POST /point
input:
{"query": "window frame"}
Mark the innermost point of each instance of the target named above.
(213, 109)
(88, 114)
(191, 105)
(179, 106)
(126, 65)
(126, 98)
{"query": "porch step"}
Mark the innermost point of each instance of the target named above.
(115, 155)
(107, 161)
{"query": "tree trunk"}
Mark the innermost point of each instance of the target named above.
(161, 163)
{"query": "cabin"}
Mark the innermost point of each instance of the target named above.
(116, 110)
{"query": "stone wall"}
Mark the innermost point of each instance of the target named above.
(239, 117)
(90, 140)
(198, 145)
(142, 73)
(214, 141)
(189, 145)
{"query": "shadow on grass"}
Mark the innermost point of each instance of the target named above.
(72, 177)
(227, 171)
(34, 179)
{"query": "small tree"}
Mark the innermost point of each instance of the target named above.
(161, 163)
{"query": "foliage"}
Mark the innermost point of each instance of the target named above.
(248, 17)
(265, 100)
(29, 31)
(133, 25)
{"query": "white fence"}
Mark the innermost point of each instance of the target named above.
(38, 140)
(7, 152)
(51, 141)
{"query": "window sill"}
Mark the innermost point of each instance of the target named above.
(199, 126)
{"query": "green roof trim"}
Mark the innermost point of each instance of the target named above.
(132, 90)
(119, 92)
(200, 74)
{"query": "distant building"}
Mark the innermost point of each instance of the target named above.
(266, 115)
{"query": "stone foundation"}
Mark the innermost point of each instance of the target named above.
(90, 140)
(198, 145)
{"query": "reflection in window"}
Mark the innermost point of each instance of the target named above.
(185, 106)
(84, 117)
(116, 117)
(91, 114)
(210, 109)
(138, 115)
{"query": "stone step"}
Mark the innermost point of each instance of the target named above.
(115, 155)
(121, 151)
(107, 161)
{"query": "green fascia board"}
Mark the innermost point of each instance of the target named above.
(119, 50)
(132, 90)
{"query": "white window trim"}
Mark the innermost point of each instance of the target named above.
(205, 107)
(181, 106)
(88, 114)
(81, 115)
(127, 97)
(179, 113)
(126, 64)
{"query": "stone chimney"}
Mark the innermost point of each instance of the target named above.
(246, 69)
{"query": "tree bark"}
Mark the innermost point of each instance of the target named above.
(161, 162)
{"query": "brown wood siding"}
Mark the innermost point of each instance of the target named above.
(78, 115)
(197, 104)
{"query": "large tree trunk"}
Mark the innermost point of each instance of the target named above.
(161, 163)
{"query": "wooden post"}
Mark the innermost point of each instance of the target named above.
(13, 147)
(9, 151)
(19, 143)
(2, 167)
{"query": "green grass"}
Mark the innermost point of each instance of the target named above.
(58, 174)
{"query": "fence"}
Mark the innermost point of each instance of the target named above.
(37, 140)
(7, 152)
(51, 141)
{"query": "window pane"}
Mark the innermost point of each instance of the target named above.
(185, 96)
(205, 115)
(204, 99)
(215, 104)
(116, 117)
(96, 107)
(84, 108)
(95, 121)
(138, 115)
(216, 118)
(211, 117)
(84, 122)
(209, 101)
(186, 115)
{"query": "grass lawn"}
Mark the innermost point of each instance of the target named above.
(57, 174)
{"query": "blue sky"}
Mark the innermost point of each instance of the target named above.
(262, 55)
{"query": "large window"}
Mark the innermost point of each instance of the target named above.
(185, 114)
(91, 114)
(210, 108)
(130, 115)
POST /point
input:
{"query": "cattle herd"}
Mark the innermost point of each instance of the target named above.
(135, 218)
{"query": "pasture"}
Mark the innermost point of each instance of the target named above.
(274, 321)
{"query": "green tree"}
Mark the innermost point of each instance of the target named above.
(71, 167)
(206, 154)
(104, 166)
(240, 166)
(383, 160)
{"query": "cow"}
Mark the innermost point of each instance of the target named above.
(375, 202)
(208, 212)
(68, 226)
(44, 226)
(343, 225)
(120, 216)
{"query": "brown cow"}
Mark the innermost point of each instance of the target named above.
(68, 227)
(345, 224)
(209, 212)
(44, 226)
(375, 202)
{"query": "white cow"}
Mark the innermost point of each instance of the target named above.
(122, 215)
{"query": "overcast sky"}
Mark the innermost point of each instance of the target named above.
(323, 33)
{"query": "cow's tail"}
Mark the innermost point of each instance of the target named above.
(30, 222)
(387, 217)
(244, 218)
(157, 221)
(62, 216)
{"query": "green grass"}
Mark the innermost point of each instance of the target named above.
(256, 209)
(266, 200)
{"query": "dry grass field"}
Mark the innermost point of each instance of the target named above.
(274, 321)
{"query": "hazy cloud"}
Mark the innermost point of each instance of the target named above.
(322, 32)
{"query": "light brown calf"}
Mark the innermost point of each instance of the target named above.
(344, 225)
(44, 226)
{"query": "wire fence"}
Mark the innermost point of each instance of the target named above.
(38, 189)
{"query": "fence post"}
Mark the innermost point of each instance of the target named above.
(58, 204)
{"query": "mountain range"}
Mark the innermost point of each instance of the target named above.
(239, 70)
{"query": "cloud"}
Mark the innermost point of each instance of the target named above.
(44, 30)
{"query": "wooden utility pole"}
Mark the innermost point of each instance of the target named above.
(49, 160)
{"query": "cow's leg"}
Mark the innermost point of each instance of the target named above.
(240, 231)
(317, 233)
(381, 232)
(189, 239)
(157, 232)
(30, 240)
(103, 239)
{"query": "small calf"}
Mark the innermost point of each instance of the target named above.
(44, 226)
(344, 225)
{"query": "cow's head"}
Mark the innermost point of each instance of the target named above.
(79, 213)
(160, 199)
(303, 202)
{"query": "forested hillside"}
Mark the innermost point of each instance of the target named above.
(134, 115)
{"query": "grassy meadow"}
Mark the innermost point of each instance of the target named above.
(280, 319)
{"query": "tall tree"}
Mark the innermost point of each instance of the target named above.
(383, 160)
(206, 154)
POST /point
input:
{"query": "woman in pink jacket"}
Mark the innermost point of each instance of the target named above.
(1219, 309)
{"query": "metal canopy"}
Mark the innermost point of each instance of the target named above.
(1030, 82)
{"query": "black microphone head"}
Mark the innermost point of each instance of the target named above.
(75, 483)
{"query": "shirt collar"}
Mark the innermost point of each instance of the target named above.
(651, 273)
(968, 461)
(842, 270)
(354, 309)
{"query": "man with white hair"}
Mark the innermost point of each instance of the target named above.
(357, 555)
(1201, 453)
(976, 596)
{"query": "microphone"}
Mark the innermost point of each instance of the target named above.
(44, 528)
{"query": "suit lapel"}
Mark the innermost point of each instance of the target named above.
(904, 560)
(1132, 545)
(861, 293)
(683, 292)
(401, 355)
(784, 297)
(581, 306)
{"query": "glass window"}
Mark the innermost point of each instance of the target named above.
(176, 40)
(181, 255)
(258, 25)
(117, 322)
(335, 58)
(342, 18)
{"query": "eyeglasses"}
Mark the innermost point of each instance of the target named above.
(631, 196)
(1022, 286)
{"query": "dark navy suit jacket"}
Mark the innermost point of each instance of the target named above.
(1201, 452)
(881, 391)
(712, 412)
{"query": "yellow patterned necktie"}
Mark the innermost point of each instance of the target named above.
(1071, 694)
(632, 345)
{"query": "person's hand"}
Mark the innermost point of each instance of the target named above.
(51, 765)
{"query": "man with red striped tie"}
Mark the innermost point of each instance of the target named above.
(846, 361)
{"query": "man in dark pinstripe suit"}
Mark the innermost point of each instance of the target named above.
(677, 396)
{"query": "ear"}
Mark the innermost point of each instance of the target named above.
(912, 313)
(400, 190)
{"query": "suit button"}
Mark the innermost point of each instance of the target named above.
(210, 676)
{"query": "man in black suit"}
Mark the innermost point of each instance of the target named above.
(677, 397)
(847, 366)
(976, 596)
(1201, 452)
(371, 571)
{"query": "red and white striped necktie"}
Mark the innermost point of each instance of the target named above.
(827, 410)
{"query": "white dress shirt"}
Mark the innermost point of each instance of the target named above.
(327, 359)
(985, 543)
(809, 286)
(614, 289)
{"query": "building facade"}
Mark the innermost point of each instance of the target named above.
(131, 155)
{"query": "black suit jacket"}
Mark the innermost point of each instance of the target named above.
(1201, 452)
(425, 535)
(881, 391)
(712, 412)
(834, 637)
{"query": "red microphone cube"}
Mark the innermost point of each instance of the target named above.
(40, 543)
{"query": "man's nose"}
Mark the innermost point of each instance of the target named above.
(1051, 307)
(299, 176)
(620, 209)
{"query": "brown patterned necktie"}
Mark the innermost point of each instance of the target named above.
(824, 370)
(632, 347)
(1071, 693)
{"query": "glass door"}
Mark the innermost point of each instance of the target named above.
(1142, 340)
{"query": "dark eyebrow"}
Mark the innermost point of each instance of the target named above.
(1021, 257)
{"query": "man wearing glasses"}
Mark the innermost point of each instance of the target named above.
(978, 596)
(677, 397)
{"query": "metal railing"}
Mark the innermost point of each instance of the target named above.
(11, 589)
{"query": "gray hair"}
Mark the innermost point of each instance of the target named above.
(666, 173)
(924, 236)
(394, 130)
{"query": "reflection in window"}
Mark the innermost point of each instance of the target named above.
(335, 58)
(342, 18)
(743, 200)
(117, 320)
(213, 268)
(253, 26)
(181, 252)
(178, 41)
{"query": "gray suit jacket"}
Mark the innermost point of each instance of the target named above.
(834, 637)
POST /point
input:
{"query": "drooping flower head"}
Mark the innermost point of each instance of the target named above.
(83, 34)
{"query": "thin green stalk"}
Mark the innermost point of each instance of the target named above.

### [INSTRUCCIÓN]
Devuelve cada línea de los registros anteriores en la que aparezca la palabra "with".

### [RESULTADO]
{"query": "man with white hair"}
{"query": "man with red striped tie"}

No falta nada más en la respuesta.